6.3. Game Loop Stage

  • The platform manager is called to process all window messages and/or other platform specific items that are needed for operation on the current platform.
  • Execution is then transferred to the scheduler, which waits for the clock time to expire before proceeding.
  • The scheduler, for free step mode, checks which of the system tasks completed execution in the previous clock. All tasks that are done (i.e. ready to execute) get issued to the task manager.
  • The scheduler will now determine which tasks will complete on the current clock and waits for completion of those tasks.
  • For lock step mode, the scheduler issues all tasks and waits for them to complete for each clock step.

6.3.1. Task Execution

Execution is transferred to the task manager.

  • The task manager queues up all tasks submitted to it and starts processing each task as threads become available. (Task processing is specific to each system. Systems can operate using only one task or they can issue more tasks which get queued in the task manager, thus potentially getting executed in parallel).
  • As tasks execute they will operate on the entire scene or on specific objects and modify their internal data structures.
  • Any data that is considered as shared, like position and orientation, needs to get propagated to the other systems. The system task does this by having the system scene or system object (whichever was changed) inform their observer of the change. In this case the observer is actually the change controller located in the state manager.
  • The change controller queues up the change information to be processed later, but change types that the observer is not interested in are simply ignored.
  • If the task needs any services it goes through the service manager to call into the provided service. The service manager can also be used to change the property of a different system that isn’t exposed via the messaging mechanism (e.g. the user input system changes the screen resolution of the graphics system).
  • Tasks can also call into the environment manager to read environment variables, change the runtime state (e.g. pause execution, go to next scene, etc.).

 Task Manager and Tasks
Figure 12: Task Manager and Tasks

6.3.2. Distribution

Once all tasks targeted for the current clock have completed execution, the main loop calls the state manager to distribute the changes.

  • The state manager calls each of its change controllers to distribute the changes they have queued up. This is done by going through each subject’s changes and seeing which observer was listening to that subject.
  • The change controller then calls the observer informing it of the change (a pointer to the subject’s interface is also passed to the observer). For free step mode, the observer gets the changed data from the change controller, but for lock step mode the observer queries the subject for the data.
  • The observers that are interested in the changes done by a system object will typically be other system objects that are all attached to the same universal object. This makes it possible for the change distribution to be broken up into tasks for execution in parallel. To limit synchronization, group together in a task any universal objects’ extensions that are linked.

6.3.3. Runtime Check and Exit

The final step of the main loop is to check the runtime’s state. There are several runtime states like: run, pause, next scene, etc. If the runtime state is set to run it will repeat the entire game loop. If the runtime is set to exit then it exits the game loop, frees up resources, and exits the application. Other runtime states can be implemented like pause, go to next scene, etc.

7. Final Thoughts

The key takeaway from all of this is section 2, “Parallel Execution State”. Designing systems for functional decomposition, coupled with data decomposition will deliver a good amount of parallelization and will also ensure scalability with future processors with an even larger amount of cores. Remember to use the state manager along with the messaging mechanism to keep all data in sync with only minimal synchronization overhead.
::::::::::
### Exercise requirements
(a) List every manager that the game loop passage names.
(b) Extend the game loop passage past its final sentence.
::::::::::
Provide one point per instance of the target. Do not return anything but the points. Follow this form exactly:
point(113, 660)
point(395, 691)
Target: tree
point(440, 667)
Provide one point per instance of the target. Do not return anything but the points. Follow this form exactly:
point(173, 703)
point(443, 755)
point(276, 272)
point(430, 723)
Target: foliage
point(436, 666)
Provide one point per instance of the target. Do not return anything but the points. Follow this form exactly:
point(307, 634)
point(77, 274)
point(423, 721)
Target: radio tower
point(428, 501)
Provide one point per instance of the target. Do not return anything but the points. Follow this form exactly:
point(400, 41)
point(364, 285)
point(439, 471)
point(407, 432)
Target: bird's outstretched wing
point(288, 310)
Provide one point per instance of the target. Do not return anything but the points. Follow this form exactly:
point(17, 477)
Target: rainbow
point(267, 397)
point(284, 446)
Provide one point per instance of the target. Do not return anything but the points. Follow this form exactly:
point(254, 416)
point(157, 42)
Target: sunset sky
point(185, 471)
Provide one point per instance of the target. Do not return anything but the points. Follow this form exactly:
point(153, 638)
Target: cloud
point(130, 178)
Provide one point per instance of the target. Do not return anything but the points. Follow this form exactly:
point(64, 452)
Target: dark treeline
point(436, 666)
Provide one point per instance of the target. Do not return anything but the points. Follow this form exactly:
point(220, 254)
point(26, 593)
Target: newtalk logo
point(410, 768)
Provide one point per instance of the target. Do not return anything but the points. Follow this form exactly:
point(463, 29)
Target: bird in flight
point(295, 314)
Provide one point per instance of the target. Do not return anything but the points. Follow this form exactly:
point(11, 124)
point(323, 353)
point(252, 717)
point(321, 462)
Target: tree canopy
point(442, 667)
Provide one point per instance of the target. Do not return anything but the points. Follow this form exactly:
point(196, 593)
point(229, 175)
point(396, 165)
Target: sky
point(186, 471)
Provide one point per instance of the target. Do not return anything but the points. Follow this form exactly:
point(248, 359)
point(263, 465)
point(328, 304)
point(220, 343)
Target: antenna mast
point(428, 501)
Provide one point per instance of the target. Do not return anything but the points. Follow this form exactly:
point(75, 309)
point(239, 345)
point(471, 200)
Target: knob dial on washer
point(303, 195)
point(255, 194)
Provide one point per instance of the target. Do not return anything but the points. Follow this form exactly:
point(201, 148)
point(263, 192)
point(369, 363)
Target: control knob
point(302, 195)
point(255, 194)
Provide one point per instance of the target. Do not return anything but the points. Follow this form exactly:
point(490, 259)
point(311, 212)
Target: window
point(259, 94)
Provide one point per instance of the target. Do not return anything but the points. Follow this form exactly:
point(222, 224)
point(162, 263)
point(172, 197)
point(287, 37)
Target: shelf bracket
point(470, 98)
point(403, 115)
::::::::::
### Expected answers
(a) platform manager, task manager, state manager, service manager, environment manager

(b)
The observer design pattern is a function of the messaging mechanism and some time should be spent learning it so that the most efficient design possible can be implemented to address the needs of your engine. After all, it is the mechanism of communication between the different systems to synchronize all shared data.

Tasking plays an important role in proper load balancing. Following the tips in Appendix D will help you create an efficient task manager for your engine.

As you can see, designing a highly parallel engine is manageable by using clearly defined messaging and structure. Properly building parallelism into your game engine will give it significant performance gains on modern and all future processors.

8. About the Author

Jeff Andrews is an Application Engineer with Intel working on optimizing code for software developers, currently focused on PC gaming. He also researches different technologies for enhancing performance or for adding new features to games, which included a role of lead architect for Intel’s Smoke demo framework.

Appendix A. Example Engine Diagram

The main game loop begins processing (see Figure 4, “Main Game Loop” for a graphical representation of this).

Appendix A. Example Engine Diagram

Appendix B. Engine and System Relationship Diagram

Appendix B. Engine and System Relationship Diagram

Appendix C. The Observer Design Pattern

The observer design pattern is documented in the book “Design Patterns: Elements of Reusable Object-Oriented Software,” written by Erich Gamma et al., and originally published by Addison-Wesley in 1995.

The basic premise of this pattern is that any items interested in data or state changes in other items are not burdened with having to poll the items from time to time to see if there are any changes. The pattern defines a subject and an observer that are used for the change notification. It works by having an observer observe a subject for any changes. The change controller acts as a mediator between the two. The following diagram illustrates the relationship:

 Observer Design Pattern
Figure 13: Observer Design Pattern

The following is the flow of events:

  1. The observer registers itself with the subject that it wants to observe changes for via the change controller.
  2. The change controller is actually an observer. Instead of registering the observer with the subject it registers itself with the subject and keeps its own list of which observers are registered with which subject.
  3. The subject inserts the observer (actually the change controller) in its list of observers that are interested in it; optionally there can also be a change type which identifies what type of changes the observer is interested in – this helps speed up the change notification distribution process.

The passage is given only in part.